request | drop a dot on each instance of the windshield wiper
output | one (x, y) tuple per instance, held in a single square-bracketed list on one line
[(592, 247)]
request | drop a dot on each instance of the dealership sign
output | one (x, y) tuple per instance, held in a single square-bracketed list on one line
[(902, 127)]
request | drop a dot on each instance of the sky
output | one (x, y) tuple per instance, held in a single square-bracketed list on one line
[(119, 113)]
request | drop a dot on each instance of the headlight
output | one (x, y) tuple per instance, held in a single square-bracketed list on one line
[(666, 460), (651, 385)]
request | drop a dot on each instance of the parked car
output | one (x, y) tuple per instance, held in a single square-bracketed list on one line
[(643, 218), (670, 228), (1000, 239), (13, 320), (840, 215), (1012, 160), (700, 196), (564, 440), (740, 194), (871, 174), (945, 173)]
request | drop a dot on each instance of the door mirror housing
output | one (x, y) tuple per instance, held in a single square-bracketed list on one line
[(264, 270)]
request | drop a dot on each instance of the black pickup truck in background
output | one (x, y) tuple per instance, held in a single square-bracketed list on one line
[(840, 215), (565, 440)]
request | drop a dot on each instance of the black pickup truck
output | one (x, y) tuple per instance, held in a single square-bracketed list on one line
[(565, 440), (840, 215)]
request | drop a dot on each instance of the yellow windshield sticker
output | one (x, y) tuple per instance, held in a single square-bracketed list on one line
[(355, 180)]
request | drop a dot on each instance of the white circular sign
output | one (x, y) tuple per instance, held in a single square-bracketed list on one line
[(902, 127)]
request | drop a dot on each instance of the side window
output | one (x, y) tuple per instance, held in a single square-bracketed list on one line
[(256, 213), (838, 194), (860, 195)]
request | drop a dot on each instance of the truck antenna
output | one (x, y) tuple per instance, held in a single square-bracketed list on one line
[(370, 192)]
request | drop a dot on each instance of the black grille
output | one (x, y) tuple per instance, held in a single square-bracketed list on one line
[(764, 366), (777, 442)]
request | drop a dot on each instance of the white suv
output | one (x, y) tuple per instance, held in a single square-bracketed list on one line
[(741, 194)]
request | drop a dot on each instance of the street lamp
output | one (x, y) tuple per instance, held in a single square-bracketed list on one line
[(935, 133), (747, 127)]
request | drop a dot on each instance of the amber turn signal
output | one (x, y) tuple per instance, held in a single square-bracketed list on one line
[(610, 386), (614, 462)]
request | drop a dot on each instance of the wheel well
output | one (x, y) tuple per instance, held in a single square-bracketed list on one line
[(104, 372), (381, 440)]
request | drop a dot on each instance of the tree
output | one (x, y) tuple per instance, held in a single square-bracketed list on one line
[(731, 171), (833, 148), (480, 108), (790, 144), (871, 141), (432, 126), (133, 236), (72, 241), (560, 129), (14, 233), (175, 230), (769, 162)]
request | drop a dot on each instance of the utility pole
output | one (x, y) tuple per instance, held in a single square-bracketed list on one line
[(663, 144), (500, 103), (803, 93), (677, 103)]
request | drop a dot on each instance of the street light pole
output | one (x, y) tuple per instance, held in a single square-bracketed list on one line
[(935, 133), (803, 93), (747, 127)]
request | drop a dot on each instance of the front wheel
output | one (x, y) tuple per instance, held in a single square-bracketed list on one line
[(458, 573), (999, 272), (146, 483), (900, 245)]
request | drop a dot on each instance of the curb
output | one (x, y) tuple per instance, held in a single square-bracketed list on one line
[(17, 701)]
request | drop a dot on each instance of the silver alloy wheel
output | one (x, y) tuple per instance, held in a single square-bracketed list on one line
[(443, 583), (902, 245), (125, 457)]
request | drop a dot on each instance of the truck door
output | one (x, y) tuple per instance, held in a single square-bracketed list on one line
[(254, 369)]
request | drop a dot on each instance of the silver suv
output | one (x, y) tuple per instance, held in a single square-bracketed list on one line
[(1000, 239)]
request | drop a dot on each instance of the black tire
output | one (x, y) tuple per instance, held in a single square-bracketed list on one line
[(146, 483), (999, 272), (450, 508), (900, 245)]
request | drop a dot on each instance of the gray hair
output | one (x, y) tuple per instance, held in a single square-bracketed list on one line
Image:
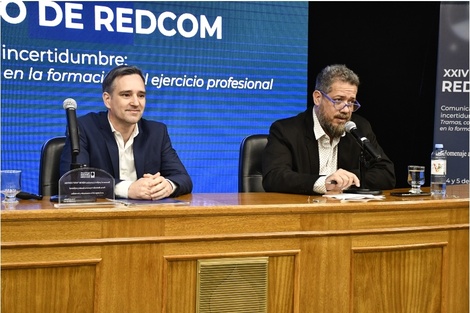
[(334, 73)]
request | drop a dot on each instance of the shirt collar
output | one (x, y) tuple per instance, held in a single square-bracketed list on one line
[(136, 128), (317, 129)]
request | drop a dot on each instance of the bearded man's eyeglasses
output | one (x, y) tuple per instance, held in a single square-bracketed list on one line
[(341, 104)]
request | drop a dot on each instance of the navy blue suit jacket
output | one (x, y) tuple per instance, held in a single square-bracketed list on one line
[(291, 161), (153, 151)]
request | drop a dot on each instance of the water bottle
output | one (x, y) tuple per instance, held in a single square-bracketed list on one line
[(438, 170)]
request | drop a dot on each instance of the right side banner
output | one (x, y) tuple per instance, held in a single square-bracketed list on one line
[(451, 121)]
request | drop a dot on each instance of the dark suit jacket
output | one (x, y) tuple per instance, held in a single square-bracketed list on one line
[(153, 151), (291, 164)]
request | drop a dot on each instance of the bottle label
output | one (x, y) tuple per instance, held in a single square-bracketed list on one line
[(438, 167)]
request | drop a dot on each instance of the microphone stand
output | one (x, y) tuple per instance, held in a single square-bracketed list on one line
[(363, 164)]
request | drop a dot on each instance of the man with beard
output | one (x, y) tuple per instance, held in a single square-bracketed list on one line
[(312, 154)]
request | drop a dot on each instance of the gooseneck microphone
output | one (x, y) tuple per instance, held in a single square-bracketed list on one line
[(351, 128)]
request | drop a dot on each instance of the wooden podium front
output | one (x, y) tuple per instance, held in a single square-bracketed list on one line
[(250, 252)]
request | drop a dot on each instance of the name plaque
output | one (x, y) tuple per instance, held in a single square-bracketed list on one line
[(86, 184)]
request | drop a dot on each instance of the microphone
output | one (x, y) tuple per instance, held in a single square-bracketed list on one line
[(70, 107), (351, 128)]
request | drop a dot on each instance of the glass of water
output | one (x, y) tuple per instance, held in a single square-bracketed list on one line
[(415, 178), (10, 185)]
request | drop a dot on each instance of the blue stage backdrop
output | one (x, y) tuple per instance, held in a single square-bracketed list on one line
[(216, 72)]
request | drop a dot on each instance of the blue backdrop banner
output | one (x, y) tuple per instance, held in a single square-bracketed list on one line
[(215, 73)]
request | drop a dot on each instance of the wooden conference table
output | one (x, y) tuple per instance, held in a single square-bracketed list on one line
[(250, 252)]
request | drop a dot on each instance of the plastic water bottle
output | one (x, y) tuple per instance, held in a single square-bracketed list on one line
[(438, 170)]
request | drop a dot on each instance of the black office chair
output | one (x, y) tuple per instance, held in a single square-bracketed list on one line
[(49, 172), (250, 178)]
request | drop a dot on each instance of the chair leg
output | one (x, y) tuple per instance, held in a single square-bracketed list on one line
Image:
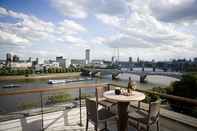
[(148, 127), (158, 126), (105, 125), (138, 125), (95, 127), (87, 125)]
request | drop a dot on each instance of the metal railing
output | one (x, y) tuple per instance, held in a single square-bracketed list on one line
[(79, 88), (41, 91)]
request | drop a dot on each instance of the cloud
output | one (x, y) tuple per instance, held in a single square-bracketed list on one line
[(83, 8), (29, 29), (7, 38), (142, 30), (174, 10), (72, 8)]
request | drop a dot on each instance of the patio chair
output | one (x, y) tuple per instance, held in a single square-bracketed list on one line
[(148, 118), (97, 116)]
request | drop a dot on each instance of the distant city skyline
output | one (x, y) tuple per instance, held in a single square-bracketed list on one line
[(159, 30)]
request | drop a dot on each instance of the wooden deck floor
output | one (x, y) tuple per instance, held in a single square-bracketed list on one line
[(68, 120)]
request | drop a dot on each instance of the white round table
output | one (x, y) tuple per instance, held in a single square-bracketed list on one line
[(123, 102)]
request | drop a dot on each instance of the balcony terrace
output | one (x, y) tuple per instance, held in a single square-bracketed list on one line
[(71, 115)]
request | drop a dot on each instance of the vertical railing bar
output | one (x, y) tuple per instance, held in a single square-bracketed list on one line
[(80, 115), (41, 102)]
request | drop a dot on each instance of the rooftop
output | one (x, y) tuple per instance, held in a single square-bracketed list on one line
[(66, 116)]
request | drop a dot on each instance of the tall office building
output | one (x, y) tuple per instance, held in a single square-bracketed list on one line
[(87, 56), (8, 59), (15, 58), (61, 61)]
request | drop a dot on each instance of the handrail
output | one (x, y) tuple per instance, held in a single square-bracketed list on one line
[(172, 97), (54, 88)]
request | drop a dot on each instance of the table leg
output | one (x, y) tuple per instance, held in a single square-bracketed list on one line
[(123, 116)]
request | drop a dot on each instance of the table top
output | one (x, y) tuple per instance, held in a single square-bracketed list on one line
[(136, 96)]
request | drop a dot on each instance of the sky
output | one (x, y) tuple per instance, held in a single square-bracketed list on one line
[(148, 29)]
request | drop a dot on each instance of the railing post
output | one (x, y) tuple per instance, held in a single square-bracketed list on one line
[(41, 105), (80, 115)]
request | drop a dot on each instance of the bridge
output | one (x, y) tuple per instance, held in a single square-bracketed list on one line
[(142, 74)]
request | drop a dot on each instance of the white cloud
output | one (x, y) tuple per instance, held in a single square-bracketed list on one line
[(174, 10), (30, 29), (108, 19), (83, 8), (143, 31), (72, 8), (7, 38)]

▶ Instruction
Copy the records from the line with "request | drop a dot on each instance of the dealership" to the line with "[(355, 180)]", substituting "mark" for every occurrence of "dot" and leaving everything else unchanged.

▶ Reply
request | drop a mark on each instance of the dealership sign
output | one (x, y) tuple per instance, held in a single square-bracketed list on one line
[(902, 127)]
request | drop a mark on each instance of the sky
output | one (x, y) tuple per instance, held in a single square-bracketed list on one line
[(119, 113)]
request | drop a mark on each instance of the headlight
output | one (x, y) tuple per instance, held in a single square-bracketed list on one line
[(666, 460), (651, 385)]
request | drop a mark on each instance of the parked car
output | one (x, y) tuple per instance, held in a single square-bracketed list on one line
[(643, 218), (670, 228), (1000, 239), (13, 320), (840, 215), (1012, 160), (700, 196), (564, 440), (740, 194), (871, 174), (945, 173)]
request | drop a mark on each instance of the door mirror housing
output | one (x, y) tuple per instance, held in a single square-bracketed list on one line
[(264, 270)]
request | drop a mark on each instance of the black pickup truck in background
output | one (x, y) tuple per instance, held in a single square-bracketed list on one line
[(840, 215), (565, 440)]
request | drop a mark on each instance of the black pickup truck
output | one (x, y) tuple per instance, held in a single square-bracketed list on one line
[(565, 440), (840, 215)]
request | drop a mark on each instance of the yellow windshield sticker
output | one (x, y) tuple per instance, held in a single square-bracketed list on one line
[(355, 180)]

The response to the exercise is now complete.